__Data section__

:::::

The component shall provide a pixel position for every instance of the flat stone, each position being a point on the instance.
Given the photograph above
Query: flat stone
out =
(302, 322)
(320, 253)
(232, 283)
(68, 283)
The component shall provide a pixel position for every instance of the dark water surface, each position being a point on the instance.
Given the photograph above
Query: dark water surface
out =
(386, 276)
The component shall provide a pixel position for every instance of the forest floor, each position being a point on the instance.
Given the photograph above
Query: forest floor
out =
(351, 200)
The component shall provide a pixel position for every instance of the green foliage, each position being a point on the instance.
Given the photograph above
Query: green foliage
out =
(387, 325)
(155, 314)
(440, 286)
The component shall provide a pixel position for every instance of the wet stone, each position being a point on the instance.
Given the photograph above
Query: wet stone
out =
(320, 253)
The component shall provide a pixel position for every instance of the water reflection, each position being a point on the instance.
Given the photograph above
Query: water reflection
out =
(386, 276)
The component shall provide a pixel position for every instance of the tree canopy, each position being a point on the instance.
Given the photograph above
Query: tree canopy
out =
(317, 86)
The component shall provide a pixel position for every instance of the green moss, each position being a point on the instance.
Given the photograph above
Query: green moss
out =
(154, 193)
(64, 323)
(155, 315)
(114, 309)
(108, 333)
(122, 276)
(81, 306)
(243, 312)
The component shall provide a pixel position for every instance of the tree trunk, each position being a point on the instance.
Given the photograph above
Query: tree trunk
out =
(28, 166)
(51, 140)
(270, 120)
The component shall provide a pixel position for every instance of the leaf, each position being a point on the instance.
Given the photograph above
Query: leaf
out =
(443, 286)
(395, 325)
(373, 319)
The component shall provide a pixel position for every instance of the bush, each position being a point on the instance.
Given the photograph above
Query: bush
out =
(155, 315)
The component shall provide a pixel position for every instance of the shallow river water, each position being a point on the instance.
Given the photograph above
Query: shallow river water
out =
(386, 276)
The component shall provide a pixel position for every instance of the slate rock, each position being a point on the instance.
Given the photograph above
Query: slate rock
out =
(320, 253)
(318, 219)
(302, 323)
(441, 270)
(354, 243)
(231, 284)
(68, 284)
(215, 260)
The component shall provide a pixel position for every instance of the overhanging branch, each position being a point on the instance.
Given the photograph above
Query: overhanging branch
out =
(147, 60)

:::::

Transcribe the data in full, keeping every detail.

__Your solution__
The component shall provide a pixel position for every instance of the flat stone, each position being a point on the instance.
Given the photograph above
Query: flat stone
out =
(302, 322)
(320, 253)
(232, 283)
(68, 283)
The component shall provide a pixel position for every instance of the dark water surface, each position being a point on the instance.
Given the photograph above
Query: dark water surface
out =
(386, 276)
The component shall provide a pixel position for every instance of the forest floor, each position being a point on the instance.
Given the photograph above
Query: forest floor
out =
(351, 200)
The component shall provide a pixel position for every instance of the green foliage, each position being a point on the instance.
Given the photograph above
Query: green foliage
out =
(387, 325)
(155, 314)
(440, 286)
The component shall provide a pixel position for every instance of the wet stone, each position being a point on the instance.
Given the photograph above
Query: wet stone
out =
(320, 253)
The component shall provide a pixel position for every instance of the water reflection, each position being a point on the instance.
Given the photograph above
Query: water reflection
out =
(386, 276)
The component shall provide a pixel position for every instance of the tree canopy, each position being a point on the instance.
Given the photograph above
Query: tree canopy
out =
(317, 86)
The component shall provide a pixel position for every instance of the green moss, each position being a point on the instance.
Given the photograph above
Query: green moss
out =
(154, 193)
(64, 323)
(155, 315)
(114, 309)
(108, 333)
(122, 276)
(81, 306)
(243, 312)
The component shall provide a pixel position for every instance of the tree trunk, each position being a point on the instance.
Given the photograph above
Query: tree trunk
out =
(28, 166)
(51, 140)
(270, 120)
The component shall provide a pixel position for every instance of the leaf, each position being a point on the instance.
Given the photograph above
Query: leaf
out =
(443, 286)
(395, 325)
(373, 319)
The component shall provide a pixel position for every instance of the bush, each position being a point on the instance.
Given the photograph above
Query: bush
out =
(155, 315)
The component shall provide a pixel position for every instance of the shallow river water, each position being a point on the instance.
Given the photograph above
Query: shallow river water
out =
(386, 276)
The component shall provide a pixel position for every instance of the slate rock, each position being a point on the instance.
Given the photograph above
Query: slate rock
out =
(320, 253)
(318, 219)
(302, 323)
(441, 270)
(354, 243)
(231, 284)
(68, 284)
(215, 260)
The component shall provide a pixel position for every instance of the overhanging branch, each position being a point on the instance.
Given the photograph above
Query: overhanging branch
out =
(147, 60)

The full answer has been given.